Work to complete - Rewrite the lines below as a Markdown table with the columns Row and Line, starting at the line containing "output [[286, 83]]." and ending with the line containing "[[155, 45], [485, 69], [462, 65]]", both included. Number each line in Row, and leave out any blank lines.

— START OF Dataset entries —

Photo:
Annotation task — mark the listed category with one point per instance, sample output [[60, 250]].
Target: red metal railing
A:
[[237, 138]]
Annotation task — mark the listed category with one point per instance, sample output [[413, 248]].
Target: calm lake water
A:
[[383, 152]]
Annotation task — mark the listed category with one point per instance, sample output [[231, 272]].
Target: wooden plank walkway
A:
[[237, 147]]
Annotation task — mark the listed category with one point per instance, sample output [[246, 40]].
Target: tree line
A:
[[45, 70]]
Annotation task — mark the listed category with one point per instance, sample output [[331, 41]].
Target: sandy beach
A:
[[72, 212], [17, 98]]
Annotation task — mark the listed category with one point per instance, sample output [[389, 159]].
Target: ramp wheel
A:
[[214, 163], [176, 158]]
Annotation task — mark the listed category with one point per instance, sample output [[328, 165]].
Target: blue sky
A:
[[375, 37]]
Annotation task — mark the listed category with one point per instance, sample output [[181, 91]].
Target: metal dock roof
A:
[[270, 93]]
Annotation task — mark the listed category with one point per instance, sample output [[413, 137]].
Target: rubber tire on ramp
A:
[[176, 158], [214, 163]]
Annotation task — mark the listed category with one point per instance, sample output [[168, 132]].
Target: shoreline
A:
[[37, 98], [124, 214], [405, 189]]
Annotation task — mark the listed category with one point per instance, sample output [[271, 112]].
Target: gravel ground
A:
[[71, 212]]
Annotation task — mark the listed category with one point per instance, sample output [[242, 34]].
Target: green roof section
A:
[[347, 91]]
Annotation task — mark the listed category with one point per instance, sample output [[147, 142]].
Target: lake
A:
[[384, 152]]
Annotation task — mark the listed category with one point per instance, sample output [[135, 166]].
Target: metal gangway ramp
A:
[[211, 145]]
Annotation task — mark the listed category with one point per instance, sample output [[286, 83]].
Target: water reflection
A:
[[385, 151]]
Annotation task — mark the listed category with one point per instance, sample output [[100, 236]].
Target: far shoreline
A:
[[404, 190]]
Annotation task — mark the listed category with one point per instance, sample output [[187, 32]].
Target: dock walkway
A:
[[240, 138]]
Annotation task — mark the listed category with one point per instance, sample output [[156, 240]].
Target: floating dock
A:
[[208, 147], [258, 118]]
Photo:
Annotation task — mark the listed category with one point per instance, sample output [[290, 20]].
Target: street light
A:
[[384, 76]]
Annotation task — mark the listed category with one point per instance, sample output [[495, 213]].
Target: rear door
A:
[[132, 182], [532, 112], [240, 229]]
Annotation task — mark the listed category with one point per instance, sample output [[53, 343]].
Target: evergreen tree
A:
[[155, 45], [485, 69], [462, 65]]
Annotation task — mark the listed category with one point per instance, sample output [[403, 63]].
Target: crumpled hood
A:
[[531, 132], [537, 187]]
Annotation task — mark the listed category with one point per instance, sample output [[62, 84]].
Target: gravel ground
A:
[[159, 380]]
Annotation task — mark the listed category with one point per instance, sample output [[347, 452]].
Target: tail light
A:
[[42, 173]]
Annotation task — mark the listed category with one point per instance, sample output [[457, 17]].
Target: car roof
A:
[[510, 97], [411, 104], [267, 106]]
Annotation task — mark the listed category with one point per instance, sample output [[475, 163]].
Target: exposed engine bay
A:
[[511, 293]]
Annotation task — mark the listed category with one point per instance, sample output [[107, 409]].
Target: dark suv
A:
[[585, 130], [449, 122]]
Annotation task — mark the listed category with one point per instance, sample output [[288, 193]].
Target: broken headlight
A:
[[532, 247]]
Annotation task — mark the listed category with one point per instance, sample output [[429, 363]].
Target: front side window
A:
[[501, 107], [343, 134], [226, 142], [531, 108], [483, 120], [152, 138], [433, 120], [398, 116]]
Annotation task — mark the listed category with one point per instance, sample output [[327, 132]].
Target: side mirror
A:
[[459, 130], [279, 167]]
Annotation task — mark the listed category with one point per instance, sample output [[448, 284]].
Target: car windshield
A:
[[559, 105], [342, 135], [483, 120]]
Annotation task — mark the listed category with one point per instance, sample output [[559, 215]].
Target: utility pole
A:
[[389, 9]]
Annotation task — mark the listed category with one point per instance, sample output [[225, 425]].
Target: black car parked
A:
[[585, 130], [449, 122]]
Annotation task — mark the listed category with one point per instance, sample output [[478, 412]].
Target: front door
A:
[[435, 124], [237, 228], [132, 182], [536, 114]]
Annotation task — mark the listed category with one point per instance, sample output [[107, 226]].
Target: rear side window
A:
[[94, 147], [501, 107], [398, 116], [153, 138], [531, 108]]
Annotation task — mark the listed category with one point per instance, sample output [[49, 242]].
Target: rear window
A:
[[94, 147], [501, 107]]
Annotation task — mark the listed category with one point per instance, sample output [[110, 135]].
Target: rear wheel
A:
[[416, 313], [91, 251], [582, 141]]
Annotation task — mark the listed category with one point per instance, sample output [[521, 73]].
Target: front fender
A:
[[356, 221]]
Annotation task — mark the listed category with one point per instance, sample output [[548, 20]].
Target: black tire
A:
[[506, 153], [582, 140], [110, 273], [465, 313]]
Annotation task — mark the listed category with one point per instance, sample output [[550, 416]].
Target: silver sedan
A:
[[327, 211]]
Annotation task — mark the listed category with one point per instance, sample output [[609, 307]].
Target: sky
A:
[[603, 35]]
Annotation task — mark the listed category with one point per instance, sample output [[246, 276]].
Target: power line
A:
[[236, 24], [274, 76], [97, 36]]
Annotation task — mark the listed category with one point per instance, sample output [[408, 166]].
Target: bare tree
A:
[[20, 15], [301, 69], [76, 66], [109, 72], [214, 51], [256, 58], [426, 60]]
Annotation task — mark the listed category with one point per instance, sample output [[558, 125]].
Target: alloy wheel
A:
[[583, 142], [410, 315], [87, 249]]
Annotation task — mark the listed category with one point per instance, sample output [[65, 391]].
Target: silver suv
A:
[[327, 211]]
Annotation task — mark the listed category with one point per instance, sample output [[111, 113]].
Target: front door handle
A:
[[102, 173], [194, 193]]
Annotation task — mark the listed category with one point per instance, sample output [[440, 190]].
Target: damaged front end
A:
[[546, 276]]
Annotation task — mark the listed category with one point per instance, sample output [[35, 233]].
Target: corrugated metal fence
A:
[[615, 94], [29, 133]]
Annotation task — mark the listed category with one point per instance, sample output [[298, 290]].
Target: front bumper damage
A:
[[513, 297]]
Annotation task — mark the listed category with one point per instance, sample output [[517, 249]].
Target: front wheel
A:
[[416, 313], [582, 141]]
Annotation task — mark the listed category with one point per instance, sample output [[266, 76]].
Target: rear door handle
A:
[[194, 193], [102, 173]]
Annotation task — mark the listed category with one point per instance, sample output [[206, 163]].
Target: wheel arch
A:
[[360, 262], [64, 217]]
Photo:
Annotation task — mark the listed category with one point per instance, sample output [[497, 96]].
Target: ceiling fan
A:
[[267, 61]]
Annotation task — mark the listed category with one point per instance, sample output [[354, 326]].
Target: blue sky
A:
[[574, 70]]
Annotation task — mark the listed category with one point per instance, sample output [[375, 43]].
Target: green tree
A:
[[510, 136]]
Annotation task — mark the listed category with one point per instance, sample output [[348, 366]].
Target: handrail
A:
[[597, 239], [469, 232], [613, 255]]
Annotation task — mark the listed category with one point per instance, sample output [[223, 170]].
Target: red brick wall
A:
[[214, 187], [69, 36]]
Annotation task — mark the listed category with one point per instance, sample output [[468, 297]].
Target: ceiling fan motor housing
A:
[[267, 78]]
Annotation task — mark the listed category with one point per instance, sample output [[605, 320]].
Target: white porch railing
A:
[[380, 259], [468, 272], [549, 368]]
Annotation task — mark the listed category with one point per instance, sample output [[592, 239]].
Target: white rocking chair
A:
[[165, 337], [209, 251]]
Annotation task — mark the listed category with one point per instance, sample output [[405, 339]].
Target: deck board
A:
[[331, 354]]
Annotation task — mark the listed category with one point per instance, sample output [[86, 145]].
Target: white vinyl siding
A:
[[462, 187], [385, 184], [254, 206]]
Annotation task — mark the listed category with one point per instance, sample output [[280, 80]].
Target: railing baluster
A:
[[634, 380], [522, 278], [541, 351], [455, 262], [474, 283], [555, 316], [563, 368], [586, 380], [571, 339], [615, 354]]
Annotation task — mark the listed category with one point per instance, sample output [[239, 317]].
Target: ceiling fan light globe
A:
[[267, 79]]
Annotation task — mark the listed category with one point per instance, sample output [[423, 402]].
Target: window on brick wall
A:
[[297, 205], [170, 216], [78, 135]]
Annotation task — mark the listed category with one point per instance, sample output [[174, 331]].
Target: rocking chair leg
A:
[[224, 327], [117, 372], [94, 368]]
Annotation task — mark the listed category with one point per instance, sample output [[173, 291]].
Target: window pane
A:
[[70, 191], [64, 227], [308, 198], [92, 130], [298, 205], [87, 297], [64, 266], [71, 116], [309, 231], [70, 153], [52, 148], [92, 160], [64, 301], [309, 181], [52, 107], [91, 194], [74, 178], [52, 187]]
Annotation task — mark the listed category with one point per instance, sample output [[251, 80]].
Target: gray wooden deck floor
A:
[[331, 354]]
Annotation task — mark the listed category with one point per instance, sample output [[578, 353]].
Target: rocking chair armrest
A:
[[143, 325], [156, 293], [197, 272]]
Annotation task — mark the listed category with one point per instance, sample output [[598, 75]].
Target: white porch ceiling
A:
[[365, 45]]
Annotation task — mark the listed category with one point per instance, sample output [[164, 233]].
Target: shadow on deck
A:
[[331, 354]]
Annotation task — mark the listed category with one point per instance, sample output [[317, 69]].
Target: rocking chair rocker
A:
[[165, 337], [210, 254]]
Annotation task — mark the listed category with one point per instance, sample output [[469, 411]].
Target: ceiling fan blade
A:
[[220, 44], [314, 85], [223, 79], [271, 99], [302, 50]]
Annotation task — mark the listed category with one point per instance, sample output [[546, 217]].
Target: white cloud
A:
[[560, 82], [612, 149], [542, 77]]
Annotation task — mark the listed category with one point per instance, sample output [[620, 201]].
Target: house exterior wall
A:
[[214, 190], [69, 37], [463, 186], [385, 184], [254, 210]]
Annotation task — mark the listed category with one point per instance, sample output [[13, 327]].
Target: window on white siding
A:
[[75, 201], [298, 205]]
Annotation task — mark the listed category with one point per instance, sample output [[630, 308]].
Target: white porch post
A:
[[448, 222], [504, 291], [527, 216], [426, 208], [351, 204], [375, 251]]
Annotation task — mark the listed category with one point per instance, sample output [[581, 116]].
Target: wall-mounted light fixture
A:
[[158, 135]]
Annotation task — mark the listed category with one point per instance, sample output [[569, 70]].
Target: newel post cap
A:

— END OF Dataset entries —

Final answer -
| Row | Line |
|---|---|
| 1 | Annotation task — mark the listed category with one point per instance, sample output [[286, 83]]. |
| 2 | Target: water reflection |
| 3 | A: |
| 4 | [[385, 151]] |
| 5 | Annotation task — mark the listed category with one point per instance, sample output [[100, 236]]. |
| 6 | Target: far shoreline |
| 7 | A: |
| 8 | [[404, 190]] |
| 9 | Annotation task — mark the listed category with one point per instance, sample output [[187, 32]]. |
| 10 | Target: dock walkway |
| 11 | A: |
| 12 | [[240, 138]] |
| 13 | Annotation task — mark the listed category with one point per instance, sample output [[156, 240]]. |
| 14 | Target: floating dock |
| 15 | A: |
| 16 | [[208, 147], [258, 118]] |
| 17 | Photo: |
| 18 | Annotation task — mark the listed category with one point per instance, sample output [[290, 20]]. |
| 19 | Target: street light |
| 20 | A: |
| 21 | [[384, 76]] |
| 22 | Annotation task — mark the listed category with one point per instance, sample output [[495, 213]]. |
| 23 | Target: rear door |
| 24 | A: |
| 25 | [[132, 182], [532, 112], [240, 229]] |
| 26 | Annotation task — mark the listed category with one point per instance, sample output [[53, 343]]. |
| 27 | Target: evergreen tree |
| 28 | A: |
| 29 | [[155, 45], [485, 69], [462, 65]] |